* BEGIN Text segment *
Of society’s three potential steering mechanisms, market and state have each proved disastrous as the preponderant principle for allocating resources, production and power. The closer societies approximate the self-regulating market system, the steeper the costs. We see those costs today in the form of high inequality and insecure jobs, environmental destruction, economic volatility in the form of periodic booms and busts, the dilution of democracy, and the rise of right-wing populism in a context of widespread anger. The directive state, in the form of bureaucratic collectivism (communism and state socialisms), state capitalism and top-down social democracy, has also proved defective. The dominant state has, at the least, stifled civil society and market forces with its paternalistic embrace; at its worse, it has fostered a new class within a totalitarian system. Where do we look for a progressive alternative?
Can community/civil society – the third steering mechanism – come to the rescue? Since the 1990s, proponents of community or civil society have made strong claims that such overlapping projects as social commons, open-access regimes, deglobalization (and localization), the social economy and/or the solidarity economy constitute a viable radical alternative both to state ownership and the self-regulating market. To understand the range of alternatives on offer, refer to the studies and blog posts available at the P2P Foundation. However, my own reading of these studies does not leave me feeling sanguine. One finds a lot of fuzziness surrounding who belongs to the various related movements, what objectives they are pursuing, and how the goals, whether reformist or transformational, are to be achieved.
Solidarity/community should play a major role in extricating ourselves from the mess we’re in. But it won’t do so without much greater clarity and realism.
To provide some specificity, my discussion focuses on a recent book entitled Social and Solidarity Economy: Beyond the Fringe, edited by Peter Utting. This volume has the advantage of being solidly grounded in a major project of UNRISD, containing a wealth of country, regional and associational cases from around the world. But the book is equivocal on key questions.
* END Text segment *
* BEGIN Dataset excerpts *
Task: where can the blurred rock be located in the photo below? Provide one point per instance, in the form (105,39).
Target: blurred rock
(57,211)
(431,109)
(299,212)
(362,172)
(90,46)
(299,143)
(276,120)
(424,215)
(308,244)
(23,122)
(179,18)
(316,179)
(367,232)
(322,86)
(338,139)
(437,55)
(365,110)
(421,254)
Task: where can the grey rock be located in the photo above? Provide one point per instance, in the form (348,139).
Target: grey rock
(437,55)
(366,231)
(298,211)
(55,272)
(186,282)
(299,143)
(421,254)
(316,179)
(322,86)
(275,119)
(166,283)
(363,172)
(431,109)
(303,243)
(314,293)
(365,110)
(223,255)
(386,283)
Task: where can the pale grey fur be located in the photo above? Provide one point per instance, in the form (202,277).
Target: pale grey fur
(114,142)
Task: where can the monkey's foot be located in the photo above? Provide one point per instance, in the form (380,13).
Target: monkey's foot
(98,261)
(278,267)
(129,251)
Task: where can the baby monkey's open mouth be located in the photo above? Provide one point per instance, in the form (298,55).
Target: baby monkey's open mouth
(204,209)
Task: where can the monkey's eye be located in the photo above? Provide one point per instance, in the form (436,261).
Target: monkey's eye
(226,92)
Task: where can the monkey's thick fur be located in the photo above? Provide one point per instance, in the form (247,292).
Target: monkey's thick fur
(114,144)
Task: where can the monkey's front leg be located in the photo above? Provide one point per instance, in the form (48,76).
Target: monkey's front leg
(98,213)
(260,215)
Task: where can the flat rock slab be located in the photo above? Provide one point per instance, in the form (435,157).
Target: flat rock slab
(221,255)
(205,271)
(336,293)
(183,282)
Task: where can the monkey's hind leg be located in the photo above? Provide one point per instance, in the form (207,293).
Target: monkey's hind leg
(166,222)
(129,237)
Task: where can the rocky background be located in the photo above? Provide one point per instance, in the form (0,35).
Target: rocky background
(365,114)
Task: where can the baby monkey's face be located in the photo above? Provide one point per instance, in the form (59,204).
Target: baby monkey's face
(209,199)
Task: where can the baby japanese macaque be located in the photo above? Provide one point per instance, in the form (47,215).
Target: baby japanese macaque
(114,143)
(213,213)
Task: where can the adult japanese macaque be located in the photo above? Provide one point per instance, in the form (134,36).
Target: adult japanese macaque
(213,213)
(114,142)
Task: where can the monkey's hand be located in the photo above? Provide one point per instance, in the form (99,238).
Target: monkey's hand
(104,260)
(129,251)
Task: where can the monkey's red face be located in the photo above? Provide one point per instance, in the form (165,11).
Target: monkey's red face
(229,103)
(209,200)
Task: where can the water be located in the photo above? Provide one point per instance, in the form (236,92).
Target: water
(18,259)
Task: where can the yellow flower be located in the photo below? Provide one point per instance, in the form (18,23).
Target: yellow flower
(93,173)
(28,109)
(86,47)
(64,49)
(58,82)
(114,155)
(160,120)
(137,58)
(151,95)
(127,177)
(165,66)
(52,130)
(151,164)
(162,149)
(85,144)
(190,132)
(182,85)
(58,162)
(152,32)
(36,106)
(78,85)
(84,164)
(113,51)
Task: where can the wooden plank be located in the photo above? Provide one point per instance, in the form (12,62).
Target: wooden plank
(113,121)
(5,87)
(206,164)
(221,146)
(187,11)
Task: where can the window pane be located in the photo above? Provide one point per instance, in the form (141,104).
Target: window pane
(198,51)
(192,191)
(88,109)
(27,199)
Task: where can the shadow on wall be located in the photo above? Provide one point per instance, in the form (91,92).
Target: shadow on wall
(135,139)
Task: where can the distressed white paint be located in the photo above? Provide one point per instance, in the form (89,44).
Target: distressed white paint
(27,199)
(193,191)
* END Dataset excerpts *
» **Goal 1**:
In the essay on society's steering mechanisms, which book does the author's discussion focus on, and who edited it?
» **Goal 2**:
Carry forward the essay on community and the solidarity economy as an alternative to market and state, starting after its final sentence.

» **Task output 1**:
The discussion focuses on Social and Solidarity Economy: Beyond the Fringe, edited by Peter Utting.

» **Task output 2**:
- What is the Social and Solidarity (SSE) Economy?
Peter Utting (p.1) provides a definition that doesn’t dispel the fog: “forms of economic activity that prioritise social and often environmental objectives and involve producers, workers, consumers and citizens acting collectively and in solidarity.” Does that mean that profit or monetary considerations are necessarily secondary? Not judging by his examples. “Grant-dependent and service-delivery NGOs”, consumer and producer cooperatives, associations of informal-economy workers, “social enterprises”, “social entrepreneurs,” “digital crowdfunding schemes” and many “sharing schemes” must concern themselves with monetary/commercial issues. And what does the reference to “environmental objectives” imply? Are community-based initiatives naturally eco-friendly? If so, where is the evidence? Finally, what do these forms of SSE have in common with the others the editor mentions: mutual associations, community and other forms of volunteering, self-help groups, fair-trade networks, “solidarity finance” (microcredit institutions), and so on. Is this diverse set of civil-society organizations likely to move in the same direction?
2, Is the social and solidarity economy best understood as a way of reforming a capitalist system currently beset by a variety of strains and contradictions, or is it (can it be) a counter-hegemonic project to displace capitalist logic with a logic of reciprocity, mutuality and cooperation?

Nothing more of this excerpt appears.